◆ Supplied material:

- - -

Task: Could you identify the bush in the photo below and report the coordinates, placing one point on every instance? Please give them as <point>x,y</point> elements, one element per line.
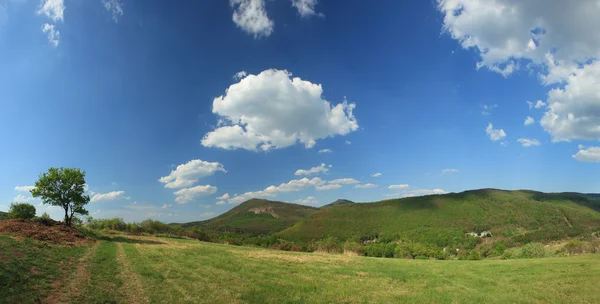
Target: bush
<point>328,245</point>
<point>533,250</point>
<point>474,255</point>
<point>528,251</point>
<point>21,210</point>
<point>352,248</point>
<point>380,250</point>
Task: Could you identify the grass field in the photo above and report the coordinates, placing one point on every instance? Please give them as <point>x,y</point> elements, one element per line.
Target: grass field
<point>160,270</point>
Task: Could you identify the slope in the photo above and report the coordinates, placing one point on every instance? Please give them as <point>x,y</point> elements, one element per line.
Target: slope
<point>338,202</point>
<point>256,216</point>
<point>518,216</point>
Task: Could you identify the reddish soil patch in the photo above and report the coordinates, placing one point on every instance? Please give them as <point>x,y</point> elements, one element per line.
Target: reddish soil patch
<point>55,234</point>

- - -

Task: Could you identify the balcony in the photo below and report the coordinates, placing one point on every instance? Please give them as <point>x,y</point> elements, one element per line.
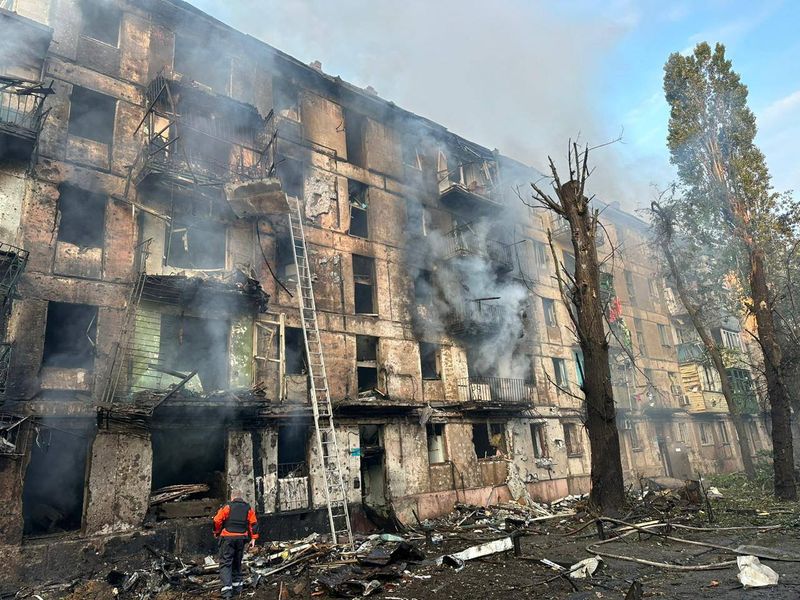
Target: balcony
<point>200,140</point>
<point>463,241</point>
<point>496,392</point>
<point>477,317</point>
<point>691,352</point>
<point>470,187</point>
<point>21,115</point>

- - -

◆ Problem details: Go back to the lines above and output, exactly as they stand, the ones from the line containing "Task: Could you identify the bush" to the line containing "Task: Could you identify the grass". Leave all pictures behind.

◆ Result:
Task: Could you identify the bush in the photo below and report the coordinates, placing one point on every instance? Please give them as <point>x,y</point> elements, one element per line.
Target: bush
<point>328,245</point>
<point>533,250</point>
<point>474,255</point>
<point>528,251</point>
<point>21,210</point>
<point>352,248</point>
<point>380,250</point>
Task: Could you identify the grass field in the photo above and report the coordinates, placing one point on every instance? Please give them as <point>x,y</point> elements, one element per line.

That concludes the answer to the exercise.